» **MATERIAL FOR THIS EXERCISE**:
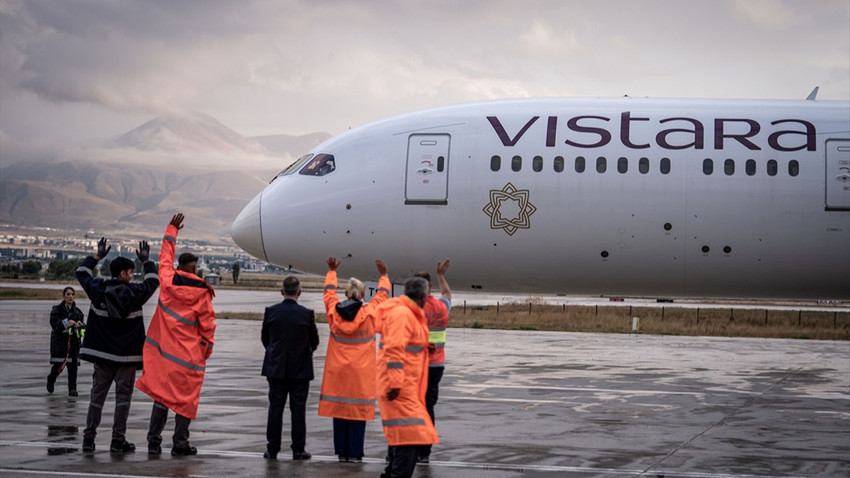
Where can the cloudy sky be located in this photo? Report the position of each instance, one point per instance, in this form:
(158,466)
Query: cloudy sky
(75,70)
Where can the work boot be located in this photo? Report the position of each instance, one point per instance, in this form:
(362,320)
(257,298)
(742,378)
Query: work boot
(184,451)
(122,446)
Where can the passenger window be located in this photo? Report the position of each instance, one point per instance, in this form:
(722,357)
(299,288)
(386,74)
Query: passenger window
(665,166)
(495,163)
(793,168)
(772,167)
(294,166)
(516,163)
(622,165)
(558,164)
(320,165)
(601,164)
(707,166)
(643,165)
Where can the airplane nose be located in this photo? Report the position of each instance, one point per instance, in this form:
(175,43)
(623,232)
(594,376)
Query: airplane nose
(247,232)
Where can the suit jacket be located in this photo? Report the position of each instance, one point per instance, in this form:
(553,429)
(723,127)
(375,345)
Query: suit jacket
(290,336)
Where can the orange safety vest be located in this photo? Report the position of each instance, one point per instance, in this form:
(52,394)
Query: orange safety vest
(348,382)
(180,337)
(403,364)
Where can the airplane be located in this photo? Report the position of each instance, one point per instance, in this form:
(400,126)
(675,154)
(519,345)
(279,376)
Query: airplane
(618,197)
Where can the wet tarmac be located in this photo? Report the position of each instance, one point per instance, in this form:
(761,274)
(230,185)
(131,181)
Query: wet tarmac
(512,404)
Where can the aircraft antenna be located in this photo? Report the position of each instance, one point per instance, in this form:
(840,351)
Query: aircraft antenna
(813,94)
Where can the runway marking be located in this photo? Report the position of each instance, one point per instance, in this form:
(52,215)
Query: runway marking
(380,461)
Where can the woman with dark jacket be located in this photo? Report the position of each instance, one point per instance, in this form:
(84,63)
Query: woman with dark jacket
(66,320)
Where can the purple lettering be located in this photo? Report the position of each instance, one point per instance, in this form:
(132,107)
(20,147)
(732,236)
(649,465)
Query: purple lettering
(720,134)
(503,135)
(810,144)
(698,132)
(604,134)
(625,126)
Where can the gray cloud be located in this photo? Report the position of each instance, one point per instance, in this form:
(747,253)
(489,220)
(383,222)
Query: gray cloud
(299,66)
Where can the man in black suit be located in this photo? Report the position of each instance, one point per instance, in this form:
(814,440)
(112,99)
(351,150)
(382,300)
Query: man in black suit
(290,336)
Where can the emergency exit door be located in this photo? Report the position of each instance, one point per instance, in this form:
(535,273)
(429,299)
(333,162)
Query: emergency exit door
(838,175)
(427,178)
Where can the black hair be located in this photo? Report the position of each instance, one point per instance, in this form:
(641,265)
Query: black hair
(291,286)
(119,265)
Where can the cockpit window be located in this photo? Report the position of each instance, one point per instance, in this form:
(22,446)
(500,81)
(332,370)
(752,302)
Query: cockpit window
(320,165)
(294,166)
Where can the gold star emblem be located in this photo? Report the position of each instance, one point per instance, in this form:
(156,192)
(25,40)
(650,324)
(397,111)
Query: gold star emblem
(509,209)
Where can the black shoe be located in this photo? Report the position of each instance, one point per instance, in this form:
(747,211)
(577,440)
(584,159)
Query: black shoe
(122,446)
(184,451)
(301,455)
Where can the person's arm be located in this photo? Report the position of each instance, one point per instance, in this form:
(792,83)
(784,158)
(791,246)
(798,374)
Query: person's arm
(330,296)
(167,251)
(314,333)
(206,325)
(442,267)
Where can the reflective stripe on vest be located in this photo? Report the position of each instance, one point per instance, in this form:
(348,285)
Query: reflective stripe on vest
(345,340)
(180,318)
(346,400)
(398,422)
(173,358)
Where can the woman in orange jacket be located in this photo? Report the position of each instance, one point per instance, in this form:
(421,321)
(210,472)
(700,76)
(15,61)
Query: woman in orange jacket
(348,384)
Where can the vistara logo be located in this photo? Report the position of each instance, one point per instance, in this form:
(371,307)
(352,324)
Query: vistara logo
(509,209)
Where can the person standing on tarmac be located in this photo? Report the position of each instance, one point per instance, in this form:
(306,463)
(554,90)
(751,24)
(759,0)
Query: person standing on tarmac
(348,384)
(290,337)
(403,378)
(66,322)
(437,313)
(115,336)
(178,344)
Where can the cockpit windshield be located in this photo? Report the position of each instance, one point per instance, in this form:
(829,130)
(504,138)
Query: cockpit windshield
(320,165)
(293,167)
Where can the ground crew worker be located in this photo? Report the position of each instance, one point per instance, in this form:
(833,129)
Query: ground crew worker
(437,313)
(348,385)
(403,378)
(67,326)
(115,336)
(179,342)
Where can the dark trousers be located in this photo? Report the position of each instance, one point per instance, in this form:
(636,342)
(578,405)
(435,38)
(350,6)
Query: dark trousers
(159,415)
(402,461)
(278,391)
(435,374)
(72,374)
(102,378)
(348,437)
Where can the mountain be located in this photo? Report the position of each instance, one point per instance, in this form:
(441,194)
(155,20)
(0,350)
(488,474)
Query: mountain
(188,163)
(190,132)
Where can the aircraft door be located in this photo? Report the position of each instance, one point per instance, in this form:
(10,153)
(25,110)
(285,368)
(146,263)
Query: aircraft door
(427,178)
(837,175)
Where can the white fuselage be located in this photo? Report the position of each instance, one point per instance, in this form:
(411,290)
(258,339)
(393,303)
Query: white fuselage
(614,197)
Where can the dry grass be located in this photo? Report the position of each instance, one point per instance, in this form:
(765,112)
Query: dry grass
(765,323)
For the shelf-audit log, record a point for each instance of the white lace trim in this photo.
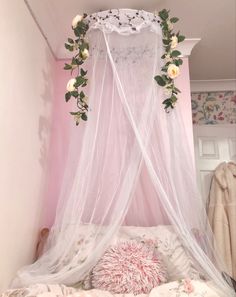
(124, 21)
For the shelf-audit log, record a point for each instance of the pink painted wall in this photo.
(63, 123)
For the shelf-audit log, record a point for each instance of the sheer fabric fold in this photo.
(135, 166)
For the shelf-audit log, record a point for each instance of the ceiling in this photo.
(214, 21)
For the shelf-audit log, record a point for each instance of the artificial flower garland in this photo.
(170, 70)
(171, 57)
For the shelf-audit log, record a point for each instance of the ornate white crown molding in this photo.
(187, 45)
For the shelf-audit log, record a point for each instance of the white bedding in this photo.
(184, 288)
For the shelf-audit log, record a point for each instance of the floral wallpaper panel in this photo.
(214, 108)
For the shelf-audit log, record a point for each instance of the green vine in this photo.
(76, 84)
(170, 70)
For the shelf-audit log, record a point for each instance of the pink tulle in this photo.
(129, 267)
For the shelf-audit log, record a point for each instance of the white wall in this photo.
(26, 89)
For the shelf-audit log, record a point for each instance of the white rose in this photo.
(173, 71)
(174, 41)
(70, 85)
(77, 118)
(167, 92)
(170, 25)
(168, 58)
(85, 99)
(76, 20)
(85, 54)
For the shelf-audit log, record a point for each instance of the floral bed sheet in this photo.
(183, 288)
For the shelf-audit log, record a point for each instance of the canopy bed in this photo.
(129, 219)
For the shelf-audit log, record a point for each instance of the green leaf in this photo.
(163, 14)
(178, 62)
(175, 53)
(82, 72)
(83, 46)
(161, 82)
(84, 117)
(181, 38)
(67, 67)
(178, 90)
(174, 20)
(166, 41)
(67, 96)
(79, 81)
(174, 98)
(69, 47)
(70, 40)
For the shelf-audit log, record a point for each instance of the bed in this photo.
(182, 278)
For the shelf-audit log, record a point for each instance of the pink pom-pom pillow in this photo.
(129, 267)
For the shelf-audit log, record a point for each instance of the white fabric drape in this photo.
(129, 140)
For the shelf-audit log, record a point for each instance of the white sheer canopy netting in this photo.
(135, 167)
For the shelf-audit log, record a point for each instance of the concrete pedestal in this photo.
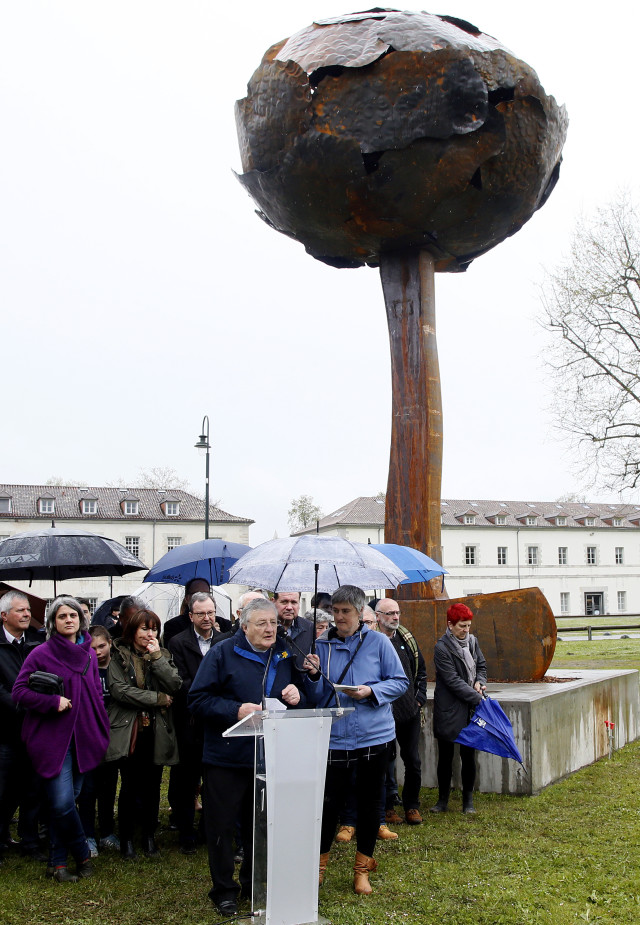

» **SET TASK**: Rewrite the whole listing above, replacing "in this photo" with "in this image" wherever it occurs and changing nothing else. Leave the pictures out.

» **RESULT OF THIS EXERCISE**:
Where can the cloudy sky be located in this image? Report the position of each instance, one point per instance, in this form:
(158,466)
Query: cloudy sky
(75,70)
Where can the work boot be located in this image? Report the position of each instance, one point per instance, in this form:
(362,320)
(257,298)
(742,378)
Query: work boot
(184,451)
(122,446)
Where can the passenger window be located in this image? Report the position of each instance, one point per instance, in this form:
(722,357)
(299,288)
(386,74)
Query: passenger window
(665,166)
(495,163)
(793,168)
(772,167)
(294,166)
(516,163)
(622,165)
(558,164)
(320,165)
(601,164)
(707,166)
(643,165)
Where can the airplane nose be located in this image? Report the position of each instance, one point per instance, in this form:
(175,43)
(623,232)
(594,376)
Query: airplane nose
(247,232)
Where can the suit jacket be located in this image? Report the position of each instance, one point per instance, in this form:
(553,429)
(723,127)
(375,345)
Query: suit jacket
(290,336)
Where can the orange safety vest be located in this image? Report the position of each instance, one point per instance, in this form:
(52,394)
Query: orange safety vest
(348,382)
(180,337)
(403,364)
Where can the airplane be located in this image? Report the position of each instance, one point per instance, in this form:
(400,126)
(675,154)
(519,345)
(279,376)
Query: airplane
(618,197)
Where can the wet tarmac be located in this image? Report the position of each instance, one point per instance, in this form:
(761,274)
(230,185)
(131,181)
Query: wet tarmac
(512,404)
Where can the aircraft antenna be located in this image? Report the position of each instance, one point per instance, in this form:
(840,351)
Query: aircraft antenna
(813,94)
Where can the runway marking be located in this image? Report the position of each instance, one point per instance, in this form:
(52,215)
Query: runway marking
(380,461)
Where can the woman with dark jacket be located in this image? Report the position of each instance, one point per instance, in this form:
(84,63)
Query: woman with dark jacket
(66,320)
Where can the purple lettering be located in this image? Report the position of each instance, one point per instance, in this form:
(132,107)
(20,147)
(732,236)
(649,465)
Query: purple lettering
(720,134)
(503,135)
(810,144)
(698,132)
(604,134)
(625,126)
Where can the gray cloud be located in this image? Report the position of each instance, one point per instance, in this form:
(747,253)
(489,220)
(383,222)
Query: gray cloud
(299,66)
Where can the man in black suit be located in this image? Report the position of each instance, one point per instance, in this form:
(814,440)
(112,99)
(351,150)
(382,300)
Query: man in black suit
(290,336)
Where can the emergency exit door be located in this image? Report the position of each instance, one point per instance, in this form:
(535,273)
(429,299)
(333,162)
Query: emergency exit door
(838,175)
(427,178)
Where can the black hair be located in this image? Report the position of each instance, one point per instance, in this form:
(641,265)
Query: black hair
(291,286)
(119,265)
Where can the cockpit window be located in this image? Report the position of each instance, one point per instance, in this form:
(22,446)
(500,81)
(332,370)
(752,302)
Query: cockpit window
(320,165)
(294,166)
Where can the gold star emblem be located in this image? Report the position of each instance, one point per instance, in this form:
(156,192)
(25,40)
(650,324)
(397,111)
Query: gold star emblem
(509,209)
Where can the black shoe be located in this image? Report the position of each instance, one point per instance, in this form:
(747,211)
(577,440)
(584,159)
Query: black shoe
(122,446)
(184,451)
(301,455)
Where can the person's arm be located in this image? Report the position of each instance, one point per instance, in this form:
(792,83)
(784,158)
(791,246)
(798,374)
Query: person's arm
(330,296)
(167,251)
(314,333)
(206,325)
(442,267)
Where can the reflective stripe on vest be located in this image? Report the position of each instance, one point per instance, in this form:
(348,285)
Query: reflective stripe on vest
(345,340)
(180,318)
(346,400)
(398,422)
(173,358)
Where can the woman in orange jacket be located in this image? Report the position of each instance, one point per instance, in this form:
(421,321)
(210,472)
(700,76)
(15,61)
Query: woman in orange jacket
(348,384)
Where can the vistara logo be located in this image? Report the position of each instance, one point per instance, in this form:
(371,307)
(352,324)
Query: vistara logo
(509,209)
Where can the person standing on tarmac be located in this image? Report the position of each instance, one point per instance, in this form:
(306,463)
(554,90)
(751,24)
(759,0)
Query: person standing on tarmac
(348,384)
(290,337)
(403,378)
(66,322)
(437,313)
(115,336)
(178,344)
Where can the cockpit windshield be located in this image? Report the position of each instance, one point per instance, in this form:
(829,130)
(504,138)
Query: cockpit windshield
(320,165)
(293,167)
Where can the ground crew worker be located in this image? Report the position of each instance, one point per instance, in this form:
(833,129)
Query: ground crew worker
(437,313)
(348,385)
(403,378)
(67,326)
(115,336)
(179,342)
Where can the dark trousers be located in this image? Report the position of each instance, one point per instance, in this form:
(636,342)
(578,405)
(435,38)
(350,6)
Query: dark trousers
(159,415)
(402,461)
(278,391)
(435,374)
(72,374)
(102,378)
(348,437)
Where can the mountain be located in this image? Report the position of each instance, one point per instance, in this form:
(441,194)
(155,20)
(0,350)
(488,474)
Query: mountain
(188,163)
(190,132)
Where can the aircraft door be located in this image? Report the position of each instance, one point per instance, in this form:
(10,153)
(25,110)
(285,368)
(146,263)
Query: aircraft door
(427,178)
(837,175)
Where can the white fuselage be located in this image? Report the position of each instance, one point per instance, in this form:
(411,290)
(258,339)
(393,303)
Query: white fuselage
(614,197)
Where can the dry grass be located in this image? Report the position of each instance, one point per instance, in this form:
(765,112)
Query: dry grass
(765,323)
For the shelf-audit log, record a point for each instance of the white lace trim in this image.
(124, 21)
For the shelf-audit log, record a point for each instance of the pink painted wall in this image.
(63, 123)
For the shelf-audit log, record a point for each instance of the sheer fabric fold in this image.
(135, 166)
For the shelf-audit log, record a point for each instance of the ceiling in this image.
(214, 21)
For the shelf-audit log, record a point for each instance of the artificial flower garland in this image.
(170, 70)
(171, 57)
For the shelf-audit log, record a point for each instance of the ornate white crown molding in this image.
(187, 45)
For the shelf-audit log, record a point for each instance of the white bedding in this image.
(184, 288)
For the shelf-audit log, record a point for each instance of the floral wallpaper panel in this image.
(214, 108)
For the shelf-audit log, record a point for each instance of the green vine in this image.
(76, 84)
(170, 70)
For the shelf-audit log, record a point for each instance of the pink tulle in this image.
(129, 267)
For the shelf-audit log, record a point for each instance of the white wall in this image.
(26, 89)
For the shelf-audit log, record a point for each instance of the white rose in this image.
(173, 71)
(174, 41)
(70, 85)
(77, 118)
(167, 92)
(170, 25)
(168, 58)
(85, 99)
(76, 20)
(85, 54)
For the shelf-audit log, record a point for each instance of the floral bed sheet in this image.
(183, 288)
For the shelf-audit log, record a point for each instance of the canopy bed in this image.
(129, 219)
For the shelf-audit log, record a point for each instance of the green leaf in this image.
(163, 14)
(178, 62)
(175, 53)
(82, 72)
(83, 46)
(161, 82)
(84, 117)
(181, 38)
(67, 67)
(178, 90)
(174, 20)
(166, 41)
(67, 96)
(79, 81)
(174, 98)
(69, 47)
(70, 40)
For the shelf-audit log, record a point for each instance of the bed in this image.
(182, 278)
For the shelf-audit log, record a point for each instance of the pink pom-pom pillow in this image.
(129, 267)
For the shelf-audit log, record a point for each instance of the white fabric drape in this image.
(129, 140)
For the shelf-audit log, record a point for each instance of the white sheer canopy netting in this image.
(135, 167)
For the shelf-audit log, record a point for each instance of the concrete pedestal in this image.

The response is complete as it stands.